Exercise brief
State how many lines in the records below contain the word "girl". Nothing else is needed.

Given records
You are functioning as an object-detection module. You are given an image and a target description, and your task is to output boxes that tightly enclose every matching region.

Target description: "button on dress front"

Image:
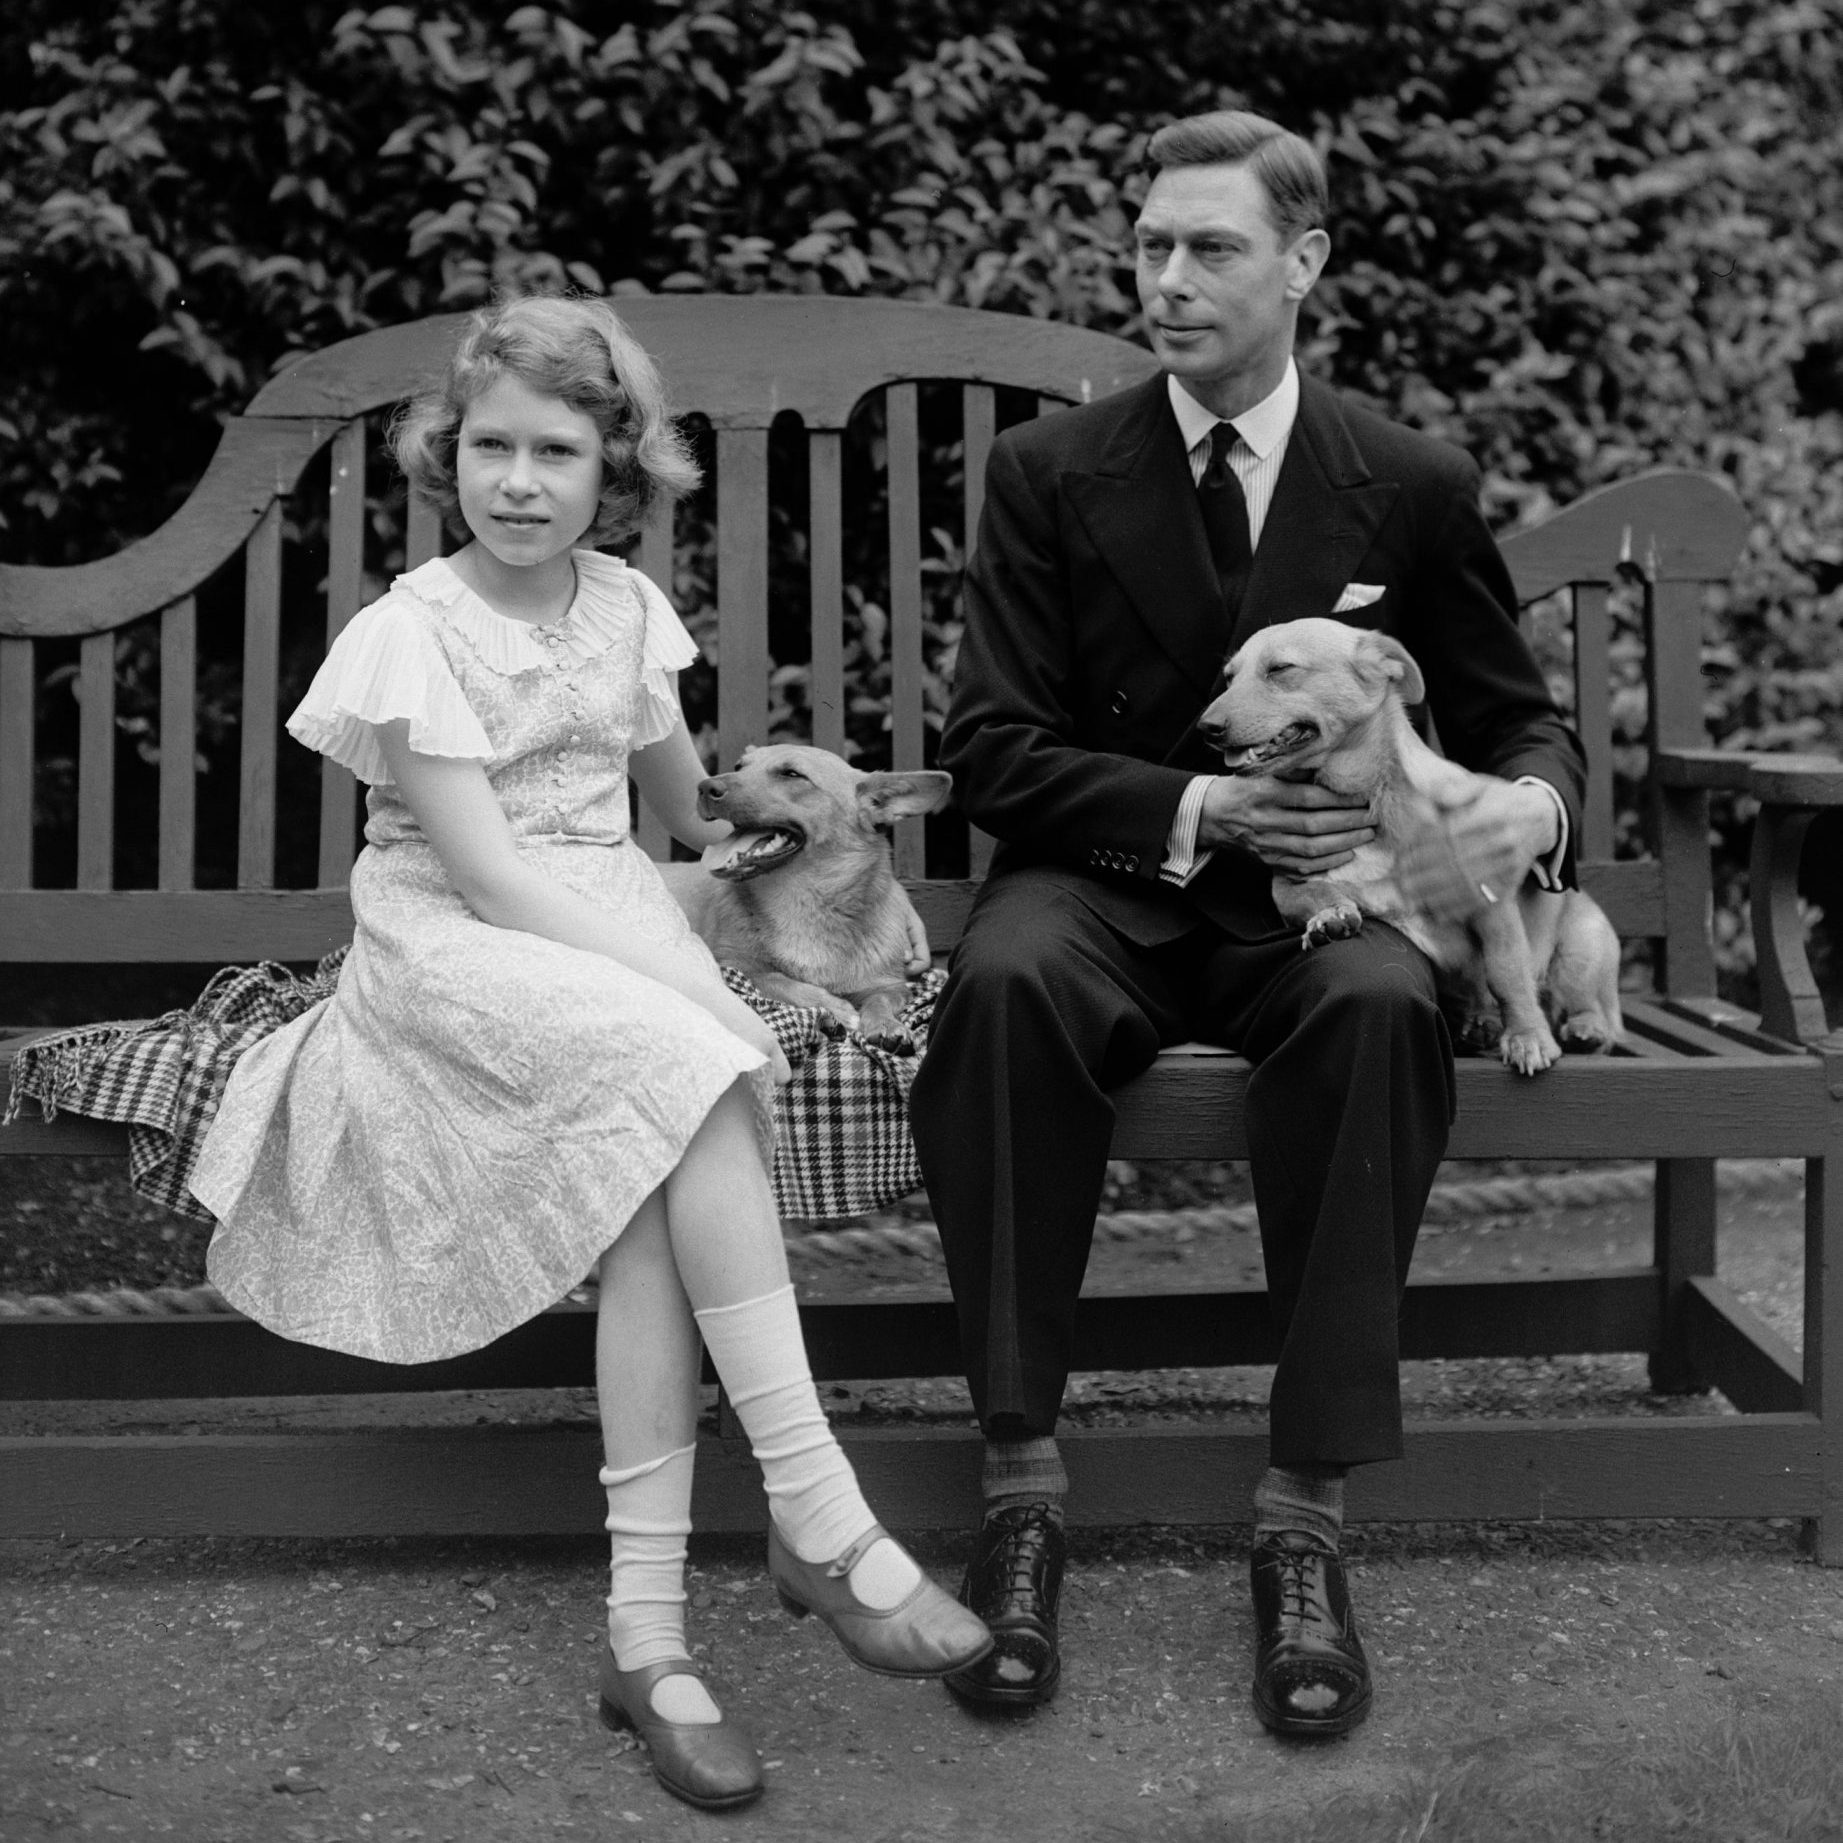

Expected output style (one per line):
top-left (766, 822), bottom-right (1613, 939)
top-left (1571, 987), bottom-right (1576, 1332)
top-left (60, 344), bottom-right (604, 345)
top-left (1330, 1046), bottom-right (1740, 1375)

top-left (191, 552), bottom-right (770, 1363)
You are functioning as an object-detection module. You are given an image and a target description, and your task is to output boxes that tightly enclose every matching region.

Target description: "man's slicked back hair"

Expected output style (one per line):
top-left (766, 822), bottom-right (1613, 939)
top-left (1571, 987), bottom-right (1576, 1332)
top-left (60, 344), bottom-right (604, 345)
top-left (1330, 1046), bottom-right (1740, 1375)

top-left (1146, 110), bottom-right (1328, 245)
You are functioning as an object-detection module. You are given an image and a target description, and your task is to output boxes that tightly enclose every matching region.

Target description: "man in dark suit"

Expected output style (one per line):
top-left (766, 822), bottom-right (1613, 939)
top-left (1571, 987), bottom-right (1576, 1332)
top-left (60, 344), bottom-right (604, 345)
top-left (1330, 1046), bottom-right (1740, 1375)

top-left (909, 109), bottom-right (1585, 1735)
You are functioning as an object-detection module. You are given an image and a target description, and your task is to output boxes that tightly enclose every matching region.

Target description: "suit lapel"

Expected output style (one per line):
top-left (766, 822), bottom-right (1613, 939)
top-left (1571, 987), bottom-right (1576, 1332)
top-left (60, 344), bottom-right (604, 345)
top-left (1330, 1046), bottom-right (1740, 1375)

top-left (1228, 376), bottom-right (1399, 656)
top-left (1064, 378), bottom-right (1228, 696)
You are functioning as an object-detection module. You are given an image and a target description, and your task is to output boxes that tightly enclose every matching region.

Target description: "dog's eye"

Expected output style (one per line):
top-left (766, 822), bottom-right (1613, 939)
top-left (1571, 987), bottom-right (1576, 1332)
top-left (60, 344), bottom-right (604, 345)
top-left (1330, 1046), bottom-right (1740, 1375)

top-left (1264, 662), bottom-right (1296, 679)
top-left (777, 765), bottom-right (807, 781)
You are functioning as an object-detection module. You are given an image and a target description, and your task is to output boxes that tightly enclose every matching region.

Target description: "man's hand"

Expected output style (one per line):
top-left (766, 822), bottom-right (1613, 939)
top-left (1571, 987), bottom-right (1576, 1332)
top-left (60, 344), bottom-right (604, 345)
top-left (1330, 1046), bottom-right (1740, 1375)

top-left (1197, 775), bottom-right (1376, 875)
top-left (1395, 779), bottom-right (1560, 920)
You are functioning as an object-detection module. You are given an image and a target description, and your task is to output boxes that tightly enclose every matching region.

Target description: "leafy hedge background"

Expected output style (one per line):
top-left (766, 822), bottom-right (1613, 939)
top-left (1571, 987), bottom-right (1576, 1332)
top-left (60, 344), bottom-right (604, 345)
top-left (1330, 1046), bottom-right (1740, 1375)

top-left (3, 0), bottom-right (1841, 1004)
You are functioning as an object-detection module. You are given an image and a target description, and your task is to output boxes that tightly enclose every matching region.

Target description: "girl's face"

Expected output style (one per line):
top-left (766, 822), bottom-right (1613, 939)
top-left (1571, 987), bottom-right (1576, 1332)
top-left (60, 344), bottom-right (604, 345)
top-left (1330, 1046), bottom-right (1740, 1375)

top-left (455, 373), bottom-right (604, 569)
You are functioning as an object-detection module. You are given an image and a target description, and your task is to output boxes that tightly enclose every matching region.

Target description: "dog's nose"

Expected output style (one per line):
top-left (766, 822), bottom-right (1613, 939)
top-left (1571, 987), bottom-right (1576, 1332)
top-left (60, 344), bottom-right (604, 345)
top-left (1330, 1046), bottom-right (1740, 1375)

top-left (696, 775), bottom-right (730, 822)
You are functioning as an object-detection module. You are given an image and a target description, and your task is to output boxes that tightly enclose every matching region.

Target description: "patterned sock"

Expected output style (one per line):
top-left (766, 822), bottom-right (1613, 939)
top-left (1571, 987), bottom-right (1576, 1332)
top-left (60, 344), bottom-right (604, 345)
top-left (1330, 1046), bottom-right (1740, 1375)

top-left (1253, 1463), bottom-right (1347, 1553)
top-left (983, 1435), bottom-right (1068, 1522)
top-left (693, 1284), bottom-right (921, 1610)
top-left (600, 1443), bottom-right (719, 1725)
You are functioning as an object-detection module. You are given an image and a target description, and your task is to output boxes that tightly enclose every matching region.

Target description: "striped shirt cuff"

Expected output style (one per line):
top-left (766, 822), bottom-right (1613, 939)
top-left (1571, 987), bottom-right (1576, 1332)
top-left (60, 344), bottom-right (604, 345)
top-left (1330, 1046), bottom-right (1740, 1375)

top-left (1518, 776), bottom-right (1570, 889)
top-left (1160, 775), bottom-right (1216, 887)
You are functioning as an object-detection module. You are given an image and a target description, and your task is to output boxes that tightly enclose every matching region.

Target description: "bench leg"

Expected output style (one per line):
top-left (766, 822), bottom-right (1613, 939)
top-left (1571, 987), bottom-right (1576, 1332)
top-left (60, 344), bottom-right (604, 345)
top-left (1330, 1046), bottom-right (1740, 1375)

top-left (1803, 1155), bottom-right (1843, 1564)
top-left (1649, 1157), bottom-right (1717, 1395)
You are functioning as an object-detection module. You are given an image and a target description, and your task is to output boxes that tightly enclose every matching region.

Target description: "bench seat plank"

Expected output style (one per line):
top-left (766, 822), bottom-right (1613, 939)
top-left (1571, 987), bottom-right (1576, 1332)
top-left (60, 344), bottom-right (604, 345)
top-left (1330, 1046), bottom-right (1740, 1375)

top-left (4, 1029), bottom-right (1829, 1159)
top-left (1111, 1049), bottom-right (1830, 1160)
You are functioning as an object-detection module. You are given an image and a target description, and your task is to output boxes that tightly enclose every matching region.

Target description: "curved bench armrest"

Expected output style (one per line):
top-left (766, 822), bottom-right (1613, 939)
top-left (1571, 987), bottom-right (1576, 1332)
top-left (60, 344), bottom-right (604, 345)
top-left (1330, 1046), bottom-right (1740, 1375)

top-left (1652, 750), bottom-right (1842, 1045)
top-left (1743, 764), bottom-right (1843, 1046)
top-left (1655, 747), bottom-right (1843, 804)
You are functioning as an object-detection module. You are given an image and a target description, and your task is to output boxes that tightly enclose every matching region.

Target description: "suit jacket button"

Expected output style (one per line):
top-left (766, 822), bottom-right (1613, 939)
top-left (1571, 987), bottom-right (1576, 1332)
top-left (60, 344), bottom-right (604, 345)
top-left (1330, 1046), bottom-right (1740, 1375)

top-left (1126, 855), bottom-right (1139, 872)
top-left (1110, 691), bottom-right (1129, 716)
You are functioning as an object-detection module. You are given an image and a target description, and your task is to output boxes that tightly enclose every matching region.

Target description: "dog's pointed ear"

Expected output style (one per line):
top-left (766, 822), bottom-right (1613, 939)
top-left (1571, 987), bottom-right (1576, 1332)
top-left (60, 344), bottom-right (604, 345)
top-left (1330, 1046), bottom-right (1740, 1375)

top-left (1350, 631), bottom-right (1426, 706)
top-left (857, 770), bottom-right (953, 824)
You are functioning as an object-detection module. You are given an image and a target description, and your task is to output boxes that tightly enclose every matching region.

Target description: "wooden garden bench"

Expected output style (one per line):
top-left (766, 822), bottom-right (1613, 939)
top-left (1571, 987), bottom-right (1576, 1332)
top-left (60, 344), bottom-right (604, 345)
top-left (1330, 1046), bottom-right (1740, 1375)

top-left (4, 298), bottom-right (1841, 1552)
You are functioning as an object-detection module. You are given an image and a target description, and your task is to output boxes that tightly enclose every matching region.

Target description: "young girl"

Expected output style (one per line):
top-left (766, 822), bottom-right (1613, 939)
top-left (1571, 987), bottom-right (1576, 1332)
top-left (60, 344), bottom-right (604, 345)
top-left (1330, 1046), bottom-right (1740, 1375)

top-left (190, 294), bottom-right (989, 1813)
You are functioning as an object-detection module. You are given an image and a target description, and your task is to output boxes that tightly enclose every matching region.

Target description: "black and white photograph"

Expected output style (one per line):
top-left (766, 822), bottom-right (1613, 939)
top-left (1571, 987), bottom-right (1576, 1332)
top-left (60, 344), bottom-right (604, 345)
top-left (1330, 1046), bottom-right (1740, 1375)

top-left (4, 1), bottom-right (1842, 1836)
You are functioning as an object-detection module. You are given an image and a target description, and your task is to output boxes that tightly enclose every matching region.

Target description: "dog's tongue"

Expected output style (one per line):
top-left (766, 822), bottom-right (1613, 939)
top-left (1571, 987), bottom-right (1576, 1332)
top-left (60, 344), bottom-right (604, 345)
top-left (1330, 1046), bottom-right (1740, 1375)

top-left (700, 830), bottom-right (792, 872)
top-left (700, 832), bottom-right (758, 872)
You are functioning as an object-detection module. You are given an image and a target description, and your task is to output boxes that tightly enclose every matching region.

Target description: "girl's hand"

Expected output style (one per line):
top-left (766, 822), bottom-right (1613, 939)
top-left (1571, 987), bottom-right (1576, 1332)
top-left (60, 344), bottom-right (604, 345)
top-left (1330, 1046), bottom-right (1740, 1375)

top-left (896, 884), bottom-right (932, 975)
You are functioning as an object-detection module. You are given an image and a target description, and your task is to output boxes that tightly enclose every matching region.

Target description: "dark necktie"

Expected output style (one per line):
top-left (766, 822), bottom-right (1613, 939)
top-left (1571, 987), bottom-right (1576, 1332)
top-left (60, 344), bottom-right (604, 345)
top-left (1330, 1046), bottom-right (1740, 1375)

top-left (1197, 423), bottom-right (1254, 627)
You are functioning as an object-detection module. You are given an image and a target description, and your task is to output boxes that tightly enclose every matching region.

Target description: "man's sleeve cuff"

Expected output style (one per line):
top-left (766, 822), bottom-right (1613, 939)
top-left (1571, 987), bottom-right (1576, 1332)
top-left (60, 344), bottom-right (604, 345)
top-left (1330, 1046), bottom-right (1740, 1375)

top-left (1160, 775), bottom-right (1216, 887)
top-left (1517, 775), bottom-right (1570, 890)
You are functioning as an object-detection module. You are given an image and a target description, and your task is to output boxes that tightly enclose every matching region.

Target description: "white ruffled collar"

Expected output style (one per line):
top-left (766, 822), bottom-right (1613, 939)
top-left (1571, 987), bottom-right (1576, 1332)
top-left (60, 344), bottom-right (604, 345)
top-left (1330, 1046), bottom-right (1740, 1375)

top-left (401, 551), bottom-right (642, 676)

Response for this exercise
3